Stored rows —
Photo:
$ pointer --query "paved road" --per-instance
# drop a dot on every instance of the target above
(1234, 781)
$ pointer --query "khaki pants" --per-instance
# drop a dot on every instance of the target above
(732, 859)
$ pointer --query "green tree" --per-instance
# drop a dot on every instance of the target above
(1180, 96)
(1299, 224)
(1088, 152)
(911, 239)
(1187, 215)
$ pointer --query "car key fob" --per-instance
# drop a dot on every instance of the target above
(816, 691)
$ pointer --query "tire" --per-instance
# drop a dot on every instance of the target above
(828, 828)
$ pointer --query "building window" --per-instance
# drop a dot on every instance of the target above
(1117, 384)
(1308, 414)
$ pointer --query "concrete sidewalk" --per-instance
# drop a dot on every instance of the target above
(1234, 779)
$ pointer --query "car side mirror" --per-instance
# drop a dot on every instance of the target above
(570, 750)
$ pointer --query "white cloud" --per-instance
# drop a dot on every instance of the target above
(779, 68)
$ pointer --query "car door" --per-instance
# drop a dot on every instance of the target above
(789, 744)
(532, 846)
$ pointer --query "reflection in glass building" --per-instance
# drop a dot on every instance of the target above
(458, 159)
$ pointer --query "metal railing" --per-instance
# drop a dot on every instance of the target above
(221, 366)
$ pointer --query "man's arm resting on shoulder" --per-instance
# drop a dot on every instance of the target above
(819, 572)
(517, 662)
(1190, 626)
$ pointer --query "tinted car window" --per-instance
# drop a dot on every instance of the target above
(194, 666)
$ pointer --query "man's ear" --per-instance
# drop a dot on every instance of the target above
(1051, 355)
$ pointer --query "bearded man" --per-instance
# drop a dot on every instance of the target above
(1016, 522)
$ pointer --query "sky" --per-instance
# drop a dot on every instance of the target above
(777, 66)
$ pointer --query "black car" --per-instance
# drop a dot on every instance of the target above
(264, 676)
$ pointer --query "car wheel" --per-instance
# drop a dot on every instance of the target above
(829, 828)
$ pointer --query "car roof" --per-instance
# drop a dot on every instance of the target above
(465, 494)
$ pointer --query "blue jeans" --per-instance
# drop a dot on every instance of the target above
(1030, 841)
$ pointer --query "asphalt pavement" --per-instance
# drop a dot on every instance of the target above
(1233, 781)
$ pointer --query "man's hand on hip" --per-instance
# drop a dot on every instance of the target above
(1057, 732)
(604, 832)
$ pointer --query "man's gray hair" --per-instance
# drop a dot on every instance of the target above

Problem to solve — Copy out all of the lines above word for word, with nothing changed.

Result of this exercise —
Photo:
$ pointer --query "paved road" --per-instance
# drop a dot on every instance of the target above
(1234, 781)
$ pointer --query "khaki pants" --per-instance
# drop a dot on every instance of the target above
(732, 859)
$ pointer --query "green tree" --per-instance
# drop a dot on every instance of the target above
(1180, 96)
(1299, 224)
(1088, 152)
(911, 239)
(1187, 215)
$ pointer --query "car key fob" --per-instance
# drop a dot on every instance of the target above
(816, 691)
$ pointer --query "tire" --per-instance
# drop a dot on every instance of the target above
(828, 828)
$ pointer --query "building window" --per-instance
# drop a dot on every instance of the target above
(1117, 384)
(1308, 414)
$ pointer --query "concrete sidewalk" --per-instance
# drop a dot on every instance of the target above
(1234, 779)
$ pointer --query "car side mirror" --per-instance
# drop a dot on every instance of the target above
(570, 750)
$ pointer --query "white cloud" --per-instance
# drop a dot on every instance of the target above
(779, 68)
$ pointer --query "car door" --per-instance
# drop a dot on every instance of the target above
(789, 744)
(532, 846)
$ pointer --query "reflection in glass building" --per-instance
# drop a dot on every instance of the target above
(458, 159)
$ pointer --query "metal railing" --per-instance
# drop a dot on every instance of the target above
(221, 366)
$ pointer --query "man's arm resting on shoulder" --per-instance
# drop a dot on every instance of the target above
(819, 572)
(517, 662)
(1190, 626)
$ pointer --query "tinted car window" --per-instance
# drop a dot on every instance of the target above
(194, 666)
$ pointer --query "man's ear" --per-instance
# drop a dot on every instance of the target above
(1051, 355)
$ pointer --query "bearded man" --per-instance
# drop a dot on every instance of the target above
(1016, 522)
$ pointer --query "sky" --per-instance
# drop a dot on every instance of the target above
(777, 66)
$ pointer --query "black car" --per-instance
# drop a dot on every instance of the target above
(264, 676)
$ pointer --query "car wheel" --per-instance
# drop a dot on every instance of the target above
(829, 828)
$ pointer --query "car roof" --per-instance
# drop a dot on every instance of the target above
(465, 494)
$ pointer --query "blue jeans" --per-instance
# drop a dot on every instance of the target above
(1030, 841)
$ pointer --query "asphalt pavement" --per-instance
# drop a dot on every instance of the target above
(1233, 781)
$ pointer --query "man's hand on hip" --per-instance
# drop a dot on every instance of the target above
(1057, 732)
(604, 832)
$ pointer --query "man's gray hair" --per-instance
# drop a dot on every instance of the target above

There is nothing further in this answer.